◆ Estratto ◆
- - -

CORSO DI EBRAICO BIBLICO

Suore del Cardinal Piazza, Venezia, 28 o 30 dicembre 1999 - 5 gennaio 2000


La città di Venezia, già di per sé, è fonte di grandi emozioni, con le sue fondamenta, i suoi canali, il suo silenzio.
Ma andarci per studiare 1'ebraico biblico è ancora più emozionante. La molla che mi ha spinto a iniziare questa avventura è stata la volontà di colmare una delle tante lacune nel mio sapere, in modo da riuscire - durante i convegni di Biblia o altri incontri di studio - a seguire le citazioni e le osservazioni linguistiche che i relatori fanno nei loro commenti biblici quando si richiamano alla lingua originale delle Scritture ebraiche.
Una volta imbarcatami in quest'avventura, ho scoperto e scopro sempre nuovi motivi per continuare a studiare 1'ebraico a Venezia. Fra questi c'è la gioia di imparare non solo a decifrare ma anche a capire quei segni strani pieni di linee e puntini sopra e sotto; c'è poi la gioia di ascoltare dalle voci dei professori non solo la lettura, la traduzione e le osservazioni grammaticali, ma anche le interpretazioni e i commenti di antichi maestri ebraici, per aprire gli occhi a una cultura così ricca che tanto ha da insegnare a noi occidentali. Tutto questo (e altro ancora che scoprirete da soli) si può riassumere in due parole: simchat torà, la gioia della Torà. Non siamo degli esaltati, siamo persone normali che sono felici di studiare, ma soprattutto di studiare insieme: ci rallegrano anche i momenti di comunione, di condivisione, di convivialità.
Sono riuscita a comunicarvi il mio entusiasmo? Spero di sì, e spero di vedervi numerosi al prossimo corso di ebraico a Venezia. Allora, arrivederci a presto.

- - -

◆ Cosa fare ◆
- 1) Rispondi per favore a queste domande sul testo dedicato al corso di ebraico biblico:
(a) Presso chi si è svolto il corso a Venezia?
(b) Quale volontà ha spinto l'autrice a iniziare lo studio?
(c) Quali due parole riassumono la gioia dello studio?
- 2) Prosegui il testo sul corso di ebraico biblico a Venezia dopo la frase finale.
Le righe riportate qui sotto non servono.

◆ Dati archiviati ◆

- - -

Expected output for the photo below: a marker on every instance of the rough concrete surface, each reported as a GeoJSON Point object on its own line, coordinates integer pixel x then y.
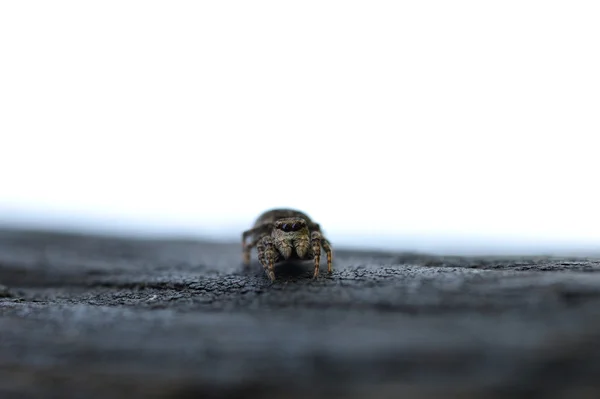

- - -

◆ Risultati attesi ◆
- 1)
(a) Presso le Suore del Cardinal Piazza.
(b) La volontà di colmare una lacuna nel proprio sapere, per riuscire a seguire le citazioni e le osservazioni linguistiche che i relatori fanno quando si richiamano alla lingua originale delle Scritture ebraiche.
(c) Simchat torà, la gioia della Torà.

- 2)
Elisabetta Menini



Ed ecco il resoconto del corso, efficacemente reso da Francesco Marin:

IL CORSO DI EBRAICO BIBLICO DI VENEZIA - 31/12/1999-5/1/2000 -

La lettura dei brani del Libro dei Giudici relativi a Debora e Barak, Gedeone, 1'apologo di Iotan, Iefte e Sansone ha veramente funzionato, come anticipava Paolo De Benedetti nell'introduzione al corso, come "contravveleno a una concezione intimistico-spiritualista di Dio". Infatti abbiamo incontrato, dietro la filigrana della prospettiva teologica deuteronomista sulla storia, Elohim disposti a "sporcarsi le mani" con generali-fantoccio (Barak puro esecutore delle strategie di Debora), condottieri insicuri (Gedeone che chiede ripetutamente le prove della manifestazione divina) o dipendenti dai propri appetiti sessuali come Sansone.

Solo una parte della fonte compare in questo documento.